Problem description – Rewrite the lines from the one containing "Please put a dot on every instance of the computer" up to and including the one containing "<point>360,485</point>", changing "computer monitor" to "desktop screen" and keeping everything else the same.

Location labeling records
[start]

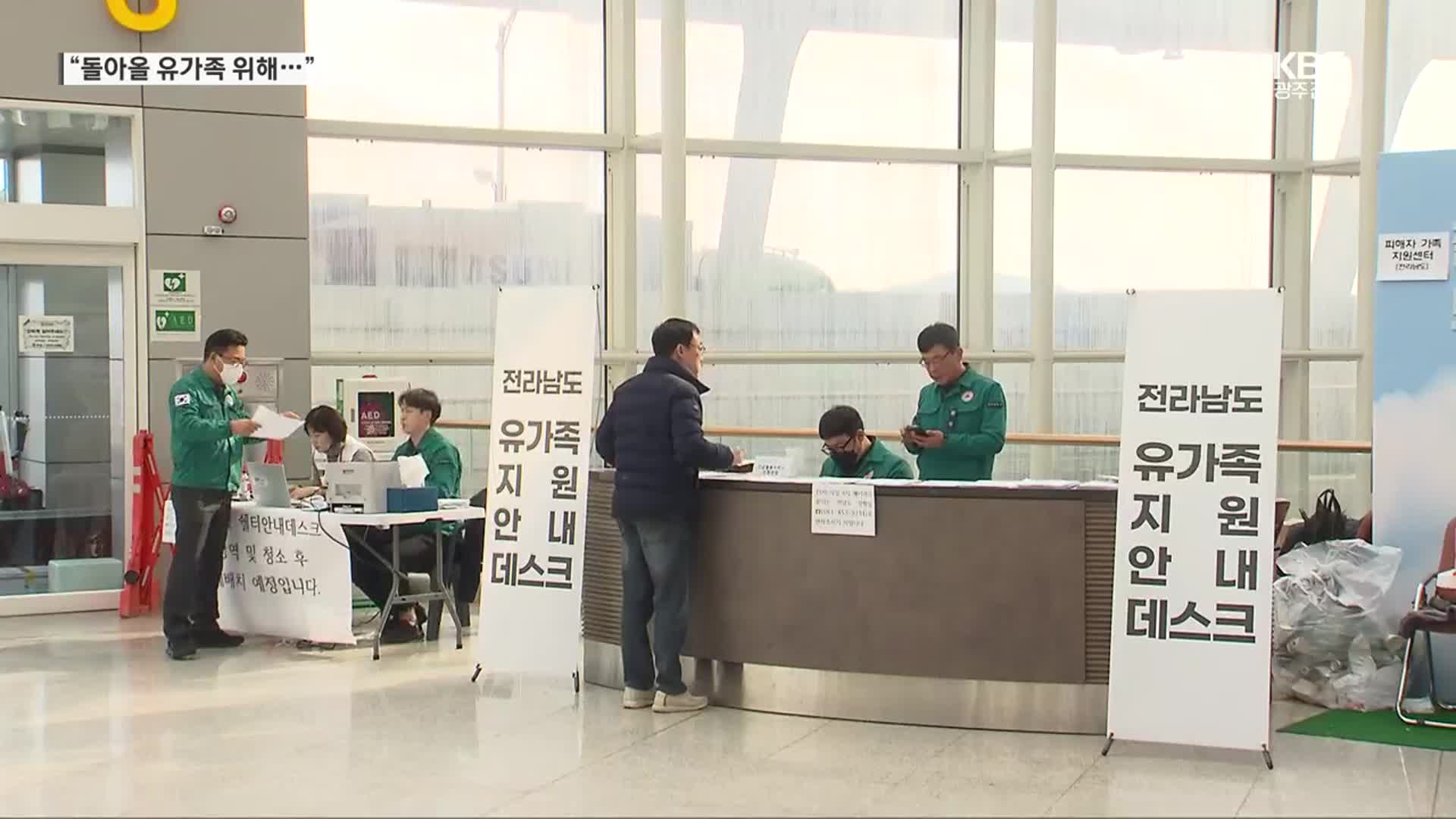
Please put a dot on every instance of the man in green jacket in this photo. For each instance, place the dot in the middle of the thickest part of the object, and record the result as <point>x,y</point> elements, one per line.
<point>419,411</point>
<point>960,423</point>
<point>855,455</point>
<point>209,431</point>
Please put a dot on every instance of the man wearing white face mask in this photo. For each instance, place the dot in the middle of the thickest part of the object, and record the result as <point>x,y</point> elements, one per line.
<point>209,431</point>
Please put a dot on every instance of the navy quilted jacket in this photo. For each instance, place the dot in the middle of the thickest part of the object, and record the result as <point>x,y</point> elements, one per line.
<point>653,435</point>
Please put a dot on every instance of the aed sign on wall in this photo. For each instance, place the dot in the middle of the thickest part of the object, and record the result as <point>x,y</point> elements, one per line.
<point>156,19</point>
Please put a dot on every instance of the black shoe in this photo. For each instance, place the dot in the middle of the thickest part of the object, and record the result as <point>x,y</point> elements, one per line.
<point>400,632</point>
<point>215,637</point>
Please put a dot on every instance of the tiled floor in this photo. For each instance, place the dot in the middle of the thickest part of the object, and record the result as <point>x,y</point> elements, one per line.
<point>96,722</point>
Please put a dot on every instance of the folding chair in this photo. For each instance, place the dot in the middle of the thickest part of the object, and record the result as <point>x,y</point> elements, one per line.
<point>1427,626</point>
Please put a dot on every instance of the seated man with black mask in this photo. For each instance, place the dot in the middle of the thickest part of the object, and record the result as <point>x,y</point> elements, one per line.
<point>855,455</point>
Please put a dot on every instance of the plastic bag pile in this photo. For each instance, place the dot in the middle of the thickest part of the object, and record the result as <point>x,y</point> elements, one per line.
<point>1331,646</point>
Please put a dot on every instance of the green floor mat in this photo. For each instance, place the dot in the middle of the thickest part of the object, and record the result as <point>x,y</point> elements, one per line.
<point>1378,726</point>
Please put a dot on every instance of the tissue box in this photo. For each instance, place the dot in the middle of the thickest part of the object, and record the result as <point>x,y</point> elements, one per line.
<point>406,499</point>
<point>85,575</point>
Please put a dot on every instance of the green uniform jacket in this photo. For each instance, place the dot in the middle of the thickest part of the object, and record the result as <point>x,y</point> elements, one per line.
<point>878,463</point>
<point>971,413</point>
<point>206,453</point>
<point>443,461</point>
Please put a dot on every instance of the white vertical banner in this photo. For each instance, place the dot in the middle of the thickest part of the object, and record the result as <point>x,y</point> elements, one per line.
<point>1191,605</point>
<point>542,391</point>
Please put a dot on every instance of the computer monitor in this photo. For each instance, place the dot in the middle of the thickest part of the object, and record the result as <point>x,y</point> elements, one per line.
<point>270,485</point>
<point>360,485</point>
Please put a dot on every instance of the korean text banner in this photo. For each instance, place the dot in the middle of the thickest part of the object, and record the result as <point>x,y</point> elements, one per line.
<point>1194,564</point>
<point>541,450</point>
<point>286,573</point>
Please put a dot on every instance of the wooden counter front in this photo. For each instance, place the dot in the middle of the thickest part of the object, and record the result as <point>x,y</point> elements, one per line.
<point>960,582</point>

[end]
[start]

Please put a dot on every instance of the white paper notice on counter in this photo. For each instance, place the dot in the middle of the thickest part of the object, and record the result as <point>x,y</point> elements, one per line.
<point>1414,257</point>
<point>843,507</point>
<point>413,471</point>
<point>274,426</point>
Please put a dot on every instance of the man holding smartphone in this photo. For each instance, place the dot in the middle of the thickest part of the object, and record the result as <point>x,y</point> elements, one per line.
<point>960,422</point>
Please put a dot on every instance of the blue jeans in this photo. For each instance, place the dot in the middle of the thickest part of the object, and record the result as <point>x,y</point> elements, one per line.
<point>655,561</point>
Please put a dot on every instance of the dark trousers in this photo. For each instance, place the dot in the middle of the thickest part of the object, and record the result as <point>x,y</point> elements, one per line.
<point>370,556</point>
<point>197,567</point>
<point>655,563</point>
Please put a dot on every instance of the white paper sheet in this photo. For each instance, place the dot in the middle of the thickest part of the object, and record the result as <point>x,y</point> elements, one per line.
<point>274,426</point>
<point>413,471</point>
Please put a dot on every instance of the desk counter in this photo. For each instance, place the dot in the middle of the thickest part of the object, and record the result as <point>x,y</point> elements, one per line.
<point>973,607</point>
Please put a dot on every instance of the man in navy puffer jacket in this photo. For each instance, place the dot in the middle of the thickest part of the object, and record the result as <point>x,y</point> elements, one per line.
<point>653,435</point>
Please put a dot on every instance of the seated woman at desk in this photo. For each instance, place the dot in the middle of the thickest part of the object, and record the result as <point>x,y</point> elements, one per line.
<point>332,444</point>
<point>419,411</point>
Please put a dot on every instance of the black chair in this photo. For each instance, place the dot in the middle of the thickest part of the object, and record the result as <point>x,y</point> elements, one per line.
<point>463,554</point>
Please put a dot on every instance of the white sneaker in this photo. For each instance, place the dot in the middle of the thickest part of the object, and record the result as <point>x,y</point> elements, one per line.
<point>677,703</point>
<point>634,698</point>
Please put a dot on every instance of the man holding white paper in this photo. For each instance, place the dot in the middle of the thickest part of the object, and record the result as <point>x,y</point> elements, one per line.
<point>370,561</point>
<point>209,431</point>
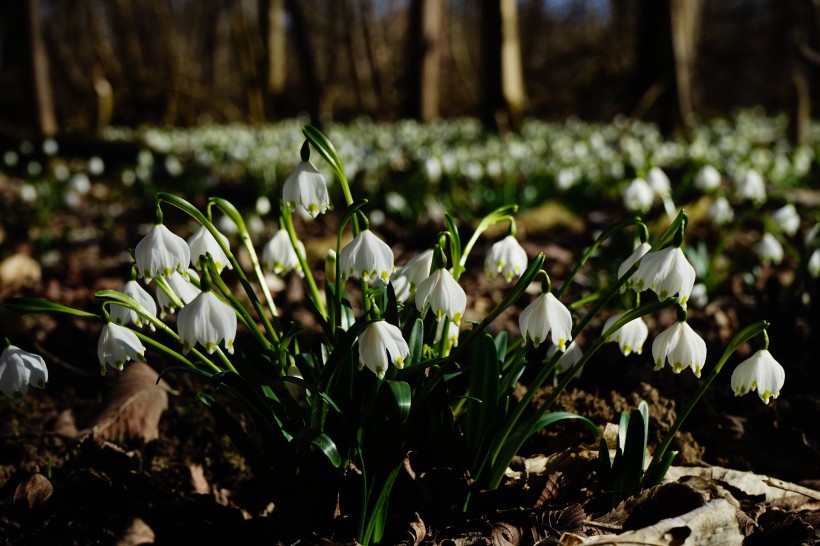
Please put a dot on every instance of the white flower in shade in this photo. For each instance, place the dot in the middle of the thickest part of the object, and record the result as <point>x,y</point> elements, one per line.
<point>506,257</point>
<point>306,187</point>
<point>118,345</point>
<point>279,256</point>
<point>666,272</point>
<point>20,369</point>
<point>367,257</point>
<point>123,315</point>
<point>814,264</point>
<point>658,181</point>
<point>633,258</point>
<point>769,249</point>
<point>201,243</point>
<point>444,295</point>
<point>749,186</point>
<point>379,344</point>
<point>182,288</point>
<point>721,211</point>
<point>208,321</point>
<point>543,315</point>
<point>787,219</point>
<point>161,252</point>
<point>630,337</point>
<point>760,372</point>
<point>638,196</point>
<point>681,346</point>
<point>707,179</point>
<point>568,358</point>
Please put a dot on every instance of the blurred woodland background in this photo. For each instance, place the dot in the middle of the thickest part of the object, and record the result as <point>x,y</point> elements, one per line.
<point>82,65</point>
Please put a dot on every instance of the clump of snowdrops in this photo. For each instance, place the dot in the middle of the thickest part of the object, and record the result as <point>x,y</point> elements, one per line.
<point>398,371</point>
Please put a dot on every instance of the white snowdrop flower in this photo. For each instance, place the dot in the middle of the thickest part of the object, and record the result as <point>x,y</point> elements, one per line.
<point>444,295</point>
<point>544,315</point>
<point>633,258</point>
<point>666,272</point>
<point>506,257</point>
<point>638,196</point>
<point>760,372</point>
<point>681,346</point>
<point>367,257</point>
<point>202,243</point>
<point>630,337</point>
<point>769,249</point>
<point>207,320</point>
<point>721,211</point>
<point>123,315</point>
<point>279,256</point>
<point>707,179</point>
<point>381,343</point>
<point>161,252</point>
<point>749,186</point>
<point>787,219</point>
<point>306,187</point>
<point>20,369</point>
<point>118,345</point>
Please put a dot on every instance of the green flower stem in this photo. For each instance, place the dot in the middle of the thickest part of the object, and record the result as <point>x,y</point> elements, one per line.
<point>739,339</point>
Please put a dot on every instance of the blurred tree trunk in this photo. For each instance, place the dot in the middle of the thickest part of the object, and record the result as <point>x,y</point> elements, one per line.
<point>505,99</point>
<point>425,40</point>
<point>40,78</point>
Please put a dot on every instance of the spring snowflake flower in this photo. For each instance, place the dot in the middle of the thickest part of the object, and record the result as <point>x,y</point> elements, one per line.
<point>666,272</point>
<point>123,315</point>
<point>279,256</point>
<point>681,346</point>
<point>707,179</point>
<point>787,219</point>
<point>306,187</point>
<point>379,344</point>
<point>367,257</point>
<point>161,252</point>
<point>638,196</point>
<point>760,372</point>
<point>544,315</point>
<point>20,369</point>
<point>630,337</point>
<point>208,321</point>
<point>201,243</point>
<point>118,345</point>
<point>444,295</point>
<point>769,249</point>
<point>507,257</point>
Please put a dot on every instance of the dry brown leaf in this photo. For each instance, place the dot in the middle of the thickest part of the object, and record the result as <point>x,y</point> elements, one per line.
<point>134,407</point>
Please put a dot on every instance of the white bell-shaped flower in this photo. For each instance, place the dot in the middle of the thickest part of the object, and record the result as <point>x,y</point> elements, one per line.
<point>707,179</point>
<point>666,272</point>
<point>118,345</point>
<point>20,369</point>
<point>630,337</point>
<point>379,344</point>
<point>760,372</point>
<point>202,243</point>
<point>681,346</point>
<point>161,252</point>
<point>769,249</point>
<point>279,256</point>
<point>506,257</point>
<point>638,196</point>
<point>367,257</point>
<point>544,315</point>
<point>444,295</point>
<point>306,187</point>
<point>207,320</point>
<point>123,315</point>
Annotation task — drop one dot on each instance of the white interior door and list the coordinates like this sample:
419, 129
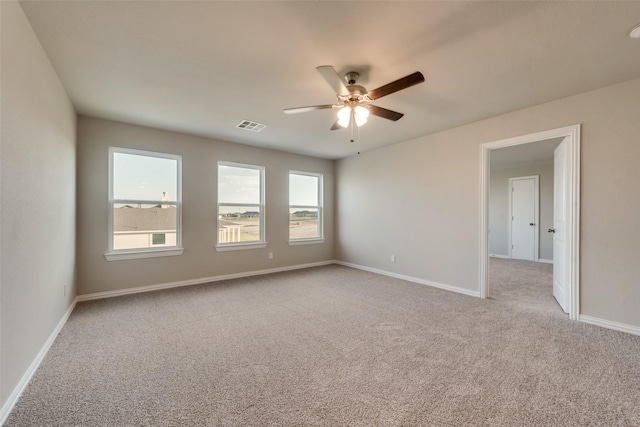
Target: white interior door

[end]

The solution –
Please put a dot on every instance of the desktop screen in this photo. For each instance, place the dot in the middle of the thickest part of the object, and record the result as <point>x,y</point> elements, one per line.
<point>270,485</point>
<point>360,485</point>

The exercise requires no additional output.